» WHAT YOU WILL DO
Identify every line in the rows below that contains the word "dark", and copy each of those lines.

## Start

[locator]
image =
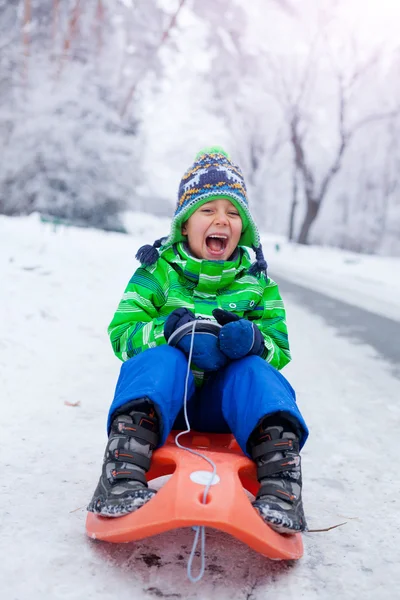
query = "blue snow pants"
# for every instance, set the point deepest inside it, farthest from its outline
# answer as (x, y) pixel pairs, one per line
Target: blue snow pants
(234, 399)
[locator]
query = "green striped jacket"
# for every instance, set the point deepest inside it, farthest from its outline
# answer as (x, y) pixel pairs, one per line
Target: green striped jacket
(178, 279)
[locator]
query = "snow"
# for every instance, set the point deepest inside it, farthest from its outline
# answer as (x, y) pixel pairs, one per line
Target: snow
(59, 291)
(371, 282)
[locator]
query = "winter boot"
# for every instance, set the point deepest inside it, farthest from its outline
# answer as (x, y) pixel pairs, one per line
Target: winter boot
(275, 449)
(122, 487)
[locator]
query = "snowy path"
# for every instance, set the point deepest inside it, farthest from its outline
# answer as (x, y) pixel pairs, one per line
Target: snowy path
(58, 294)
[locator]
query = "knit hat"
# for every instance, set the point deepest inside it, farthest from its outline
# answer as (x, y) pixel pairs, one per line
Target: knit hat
(211, 177)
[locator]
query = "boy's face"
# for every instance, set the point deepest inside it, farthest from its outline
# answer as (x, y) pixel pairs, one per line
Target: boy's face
(214, 230)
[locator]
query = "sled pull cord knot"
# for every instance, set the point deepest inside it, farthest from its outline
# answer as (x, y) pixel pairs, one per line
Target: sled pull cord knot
(200, 530)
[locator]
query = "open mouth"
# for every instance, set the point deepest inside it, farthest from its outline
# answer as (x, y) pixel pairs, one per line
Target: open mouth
(217, 243)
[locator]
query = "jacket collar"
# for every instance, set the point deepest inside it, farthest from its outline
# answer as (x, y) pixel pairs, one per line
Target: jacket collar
(207, 275)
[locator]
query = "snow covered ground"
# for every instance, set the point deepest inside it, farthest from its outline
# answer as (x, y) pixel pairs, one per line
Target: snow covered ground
(58, 292)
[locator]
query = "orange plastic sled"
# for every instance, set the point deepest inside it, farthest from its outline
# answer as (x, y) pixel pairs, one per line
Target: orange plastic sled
(179, 503)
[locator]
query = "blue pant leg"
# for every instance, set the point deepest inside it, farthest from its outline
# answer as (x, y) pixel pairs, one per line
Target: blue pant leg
(158, 373)
(251, 389)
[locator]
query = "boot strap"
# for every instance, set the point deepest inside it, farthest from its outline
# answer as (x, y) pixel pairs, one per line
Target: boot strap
(134, 458)
(273, 489)
(136, 431)
(274, 446)
(119, 472)
(275, 467)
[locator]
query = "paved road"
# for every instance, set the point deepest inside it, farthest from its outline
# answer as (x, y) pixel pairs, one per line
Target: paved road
(362, 326)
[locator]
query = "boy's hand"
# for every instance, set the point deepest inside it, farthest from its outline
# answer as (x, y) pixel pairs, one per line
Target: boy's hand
(206, 354)
(238, 337)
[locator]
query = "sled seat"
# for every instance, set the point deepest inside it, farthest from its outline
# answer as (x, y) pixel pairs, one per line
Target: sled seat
(179, 503)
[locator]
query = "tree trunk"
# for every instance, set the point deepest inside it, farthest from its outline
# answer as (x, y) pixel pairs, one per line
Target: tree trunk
(293, 207)
(311, 214)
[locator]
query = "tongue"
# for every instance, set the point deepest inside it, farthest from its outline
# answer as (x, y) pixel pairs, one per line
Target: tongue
(215, 244)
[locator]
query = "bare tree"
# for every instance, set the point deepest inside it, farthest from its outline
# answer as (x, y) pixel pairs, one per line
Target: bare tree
(299, 123)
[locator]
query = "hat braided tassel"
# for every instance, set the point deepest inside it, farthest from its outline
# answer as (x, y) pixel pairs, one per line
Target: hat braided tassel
(148, 255)
(261, 265)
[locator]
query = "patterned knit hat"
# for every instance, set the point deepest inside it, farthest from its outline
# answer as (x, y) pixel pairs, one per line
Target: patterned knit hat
(212, 176)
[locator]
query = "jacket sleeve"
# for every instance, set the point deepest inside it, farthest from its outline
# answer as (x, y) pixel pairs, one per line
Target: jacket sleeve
(270, 316)
(136, 325)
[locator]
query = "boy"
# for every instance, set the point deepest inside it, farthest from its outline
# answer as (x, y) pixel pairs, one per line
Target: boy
(203, 271)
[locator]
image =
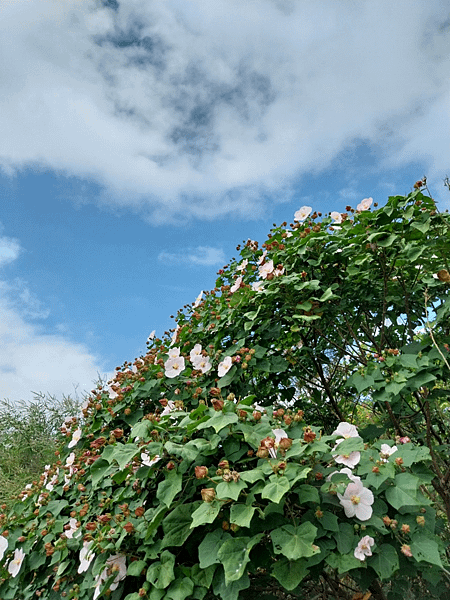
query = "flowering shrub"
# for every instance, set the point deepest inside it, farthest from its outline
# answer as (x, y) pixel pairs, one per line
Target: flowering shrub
(225, 463)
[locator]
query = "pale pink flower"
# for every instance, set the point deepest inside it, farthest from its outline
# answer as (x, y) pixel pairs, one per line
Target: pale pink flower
(76, 436)
(174, 352)
(262, 257)
(349, 460)
(258, 286)
(364, 204)
(237, 284)
(386, 451)
(242, 266)
(357, 501)
(363, 548)
(266, 268)
(346, 430)
(72, 528)
(225, 366)
(86, 556)
(302, 213)
(3, 546)
(145, 458)
(202, 363)
(112, 393)
(279, 435)
(337, 217)
(115, 563)
(169, 408)
(198, 299)
(16, 562)
(196, 351)
(174, 366)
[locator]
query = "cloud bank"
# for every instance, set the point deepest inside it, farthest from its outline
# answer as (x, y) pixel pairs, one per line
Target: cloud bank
(202, 109)
(30, 359)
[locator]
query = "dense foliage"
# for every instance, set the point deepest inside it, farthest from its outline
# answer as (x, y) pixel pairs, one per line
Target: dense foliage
(224, 463)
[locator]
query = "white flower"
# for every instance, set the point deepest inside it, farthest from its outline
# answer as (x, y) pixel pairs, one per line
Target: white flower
(72, 528)
(174, 366)
(112, 393)
(202, 364)
(386, 451)
(346, 430)
(302, 213)
(115, 563)
(364, 204)
(146, 459)
(174, 353)
(337, 217)
(169, 408)
(363, 548)
(279, 435)
(76, 436)
(3, 546)
(357, 501)
(262, 257)
(16, 562)
(196, 351)
(86, 556)
(237, 284)
(225, 366)
(266, 268)
(198, 299)
(258, 286)
(242, 266)
(349, 460)
(347, 472)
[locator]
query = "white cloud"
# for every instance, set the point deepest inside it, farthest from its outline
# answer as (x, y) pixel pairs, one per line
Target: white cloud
(202, 109)
(204, 256)
(31, 359)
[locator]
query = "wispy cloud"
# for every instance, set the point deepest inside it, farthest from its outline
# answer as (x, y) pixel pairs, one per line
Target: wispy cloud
(30, 359)
(204, 256)
(204, 109)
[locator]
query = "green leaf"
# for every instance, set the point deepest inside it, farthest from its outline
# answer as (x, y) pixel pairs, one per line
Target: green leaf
(169, 487)
(241, 515)
(329, 521)
(231, 590)
(345, 538)
(180, 589)
(135, 568)
(295, 542)
(426, 549)
(227, 378)
(404, 494)
(230, 489)
(234, 556)
(208, 549)
(276, 488)
(205, 513)
(289, 573)
(308, 493)
(343, 562)
(177, 525)
(385, 561)
(160, 573)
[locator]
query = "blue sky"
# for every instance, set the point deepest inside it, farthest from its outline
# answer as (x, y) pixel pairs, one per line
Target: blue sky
(141, 141)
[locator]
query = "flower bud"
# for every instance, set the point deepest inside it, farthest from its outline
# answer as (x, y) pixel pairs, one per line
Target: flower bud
(201, 472)
(208, 494)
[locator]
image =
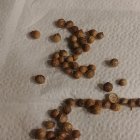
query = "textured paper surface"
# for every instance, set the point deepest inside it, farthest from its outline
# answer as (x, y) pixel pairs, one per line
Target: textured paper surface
(24, 104)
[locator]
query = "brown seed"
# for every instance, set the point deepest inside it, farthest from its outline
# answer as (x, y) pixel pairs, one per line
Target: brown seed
(69, 59)
(115, 107)
(55, 62)
(40, 79)
(78, 51)
(91, 39)
(41, 133)
(100, 35)
(77, 74)
(70, 102)
(76, 134)
(89, 102)
(74, 65)
(80, 102)
(68, 71)
(54, 113)
(106, 104)
(65, 65)
(122, 82)
(83, 69)
(63, 53)
(86, 47)
(50, 135)
(90, 74)
(114, 62)
(62, 118)
(91, 67)
(49, 124)
(123, 101)
(66, 126)
(67, 109)
(60, 23)
(108, 87)
(113, 98)
(56, 37)
(131, 103)
(69, 24)
(35, 34)
(73, 38)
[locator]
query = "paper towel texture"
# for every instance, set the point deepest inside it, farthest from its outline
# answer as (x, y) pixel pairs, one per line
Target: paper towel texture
(24, 104)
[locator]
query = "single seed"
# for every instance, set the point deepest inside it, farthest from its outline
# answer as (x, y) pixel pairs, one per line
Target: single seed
(91, 67)
(50, 135)
(65, 65)
(76, 134)
(83, 69)
(113, 98)
(77, 74)
(69, 24)
(78, 51)
(86, 47)
(35, 34)
(100, 35)
(70, 102)
(63, 53)
(108, 87)
(54, 113)
(40, 79)
(66, 126)
(80, 102)
(122, 82)
(41, 133)
(90, 74)
(115, 107)
(62, 118)
(60, 23)
(55, 62)
(91, 39)
(49, 124)
(114, 62)
(67, 109)
(56, 37)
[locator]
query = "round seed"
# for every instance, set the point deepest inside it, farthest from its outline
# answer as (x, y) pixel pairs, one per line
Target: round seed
(40, 79)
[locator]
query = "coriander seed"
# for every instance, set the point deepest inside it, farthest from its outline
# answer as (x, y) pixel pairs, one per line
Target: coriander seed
(35, 34)
(40, 79)
(108, 87)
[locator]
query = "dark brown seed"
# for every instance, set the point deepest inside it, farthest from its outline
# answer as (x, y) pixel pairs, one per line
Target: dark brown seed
(91, 67)
(78, 51)
(62, 118)
(49, 124)
(80, 102)
(40, 79)
(60, 23)
(55, 62)
(76, 134)
(89, 73)
(114, 62)
(50, 135)
(70, 102)
(35, 34)
(89, 102)
(77, 74)
(107, 87)
(69, 24)
(54, 113)
(100, 35)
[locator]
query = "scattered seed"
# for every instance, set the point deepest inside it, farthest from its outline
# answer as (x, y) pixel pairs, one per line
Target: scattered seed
(40, 79)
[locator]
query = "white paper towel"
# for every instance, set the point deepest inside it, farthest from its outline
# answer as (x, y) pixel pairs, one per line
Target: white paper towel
(23, 104)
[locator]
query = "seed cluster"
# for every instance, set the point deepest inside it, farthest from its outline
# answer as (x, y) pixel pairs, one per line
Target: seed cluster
(78, 42)
(65, 129)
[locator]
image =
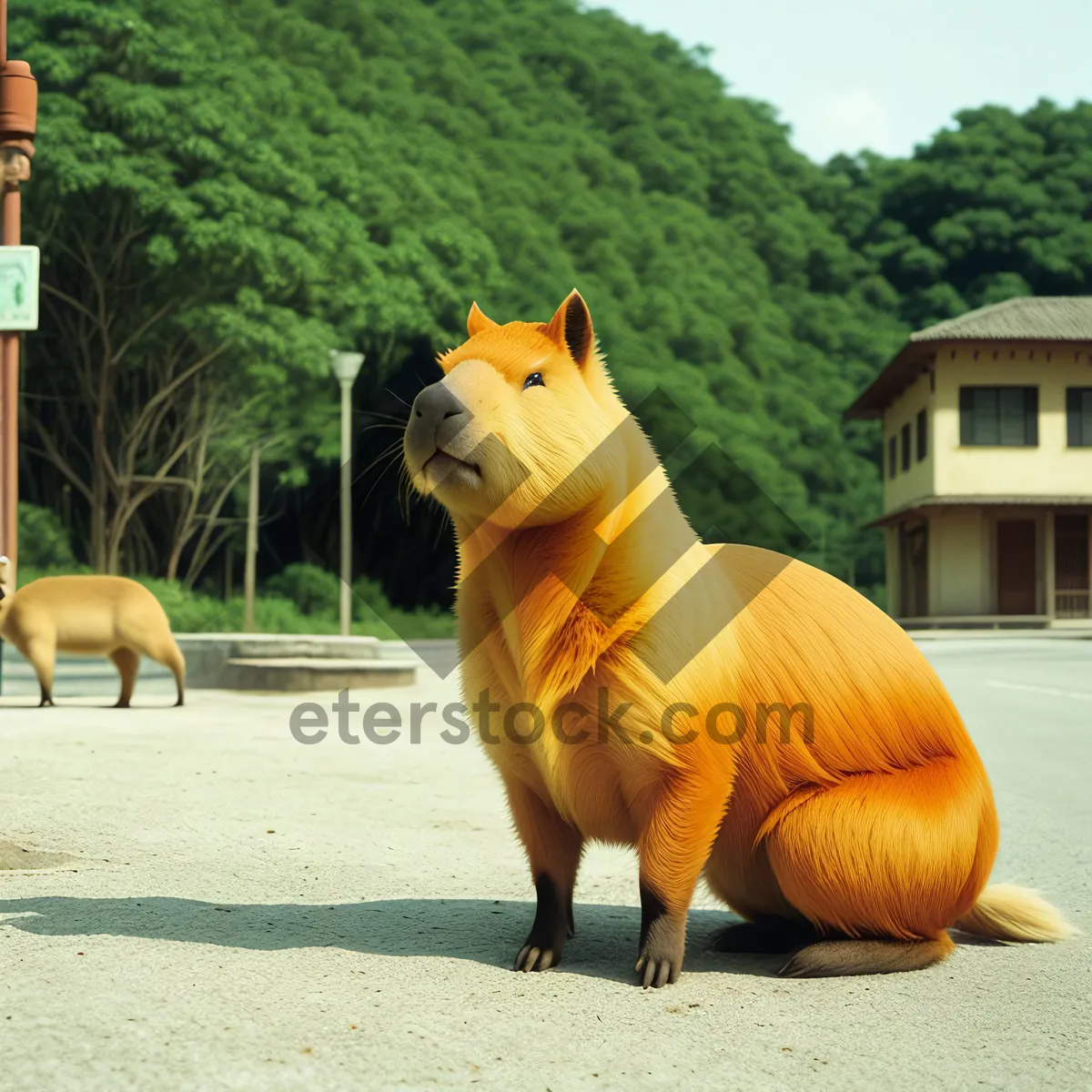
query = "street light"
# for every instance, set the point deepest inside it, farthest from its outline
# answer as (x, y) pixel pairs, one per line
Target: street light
(347, 366)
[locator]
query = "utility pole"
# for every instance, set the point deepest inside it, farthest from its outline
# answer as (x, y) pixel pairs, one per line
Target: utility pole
(347, 366)
(19, 107)
(19, 112)
(250, 568)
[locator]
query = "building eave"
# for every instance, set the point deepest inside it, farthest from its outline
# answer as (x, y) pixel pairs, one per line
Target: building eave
(929, 506)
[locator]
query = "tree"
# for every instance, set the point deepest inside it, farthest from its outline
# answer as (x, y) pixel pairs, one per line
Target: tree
(224, 190)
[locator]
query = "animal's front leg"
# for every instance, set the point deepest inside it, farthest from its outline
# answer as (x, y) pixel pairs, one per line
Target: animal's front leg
(677, 838)
(554, 847)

## End

» FINISHED ANSWER
query = "dark brown seed"
Target: dark brown seed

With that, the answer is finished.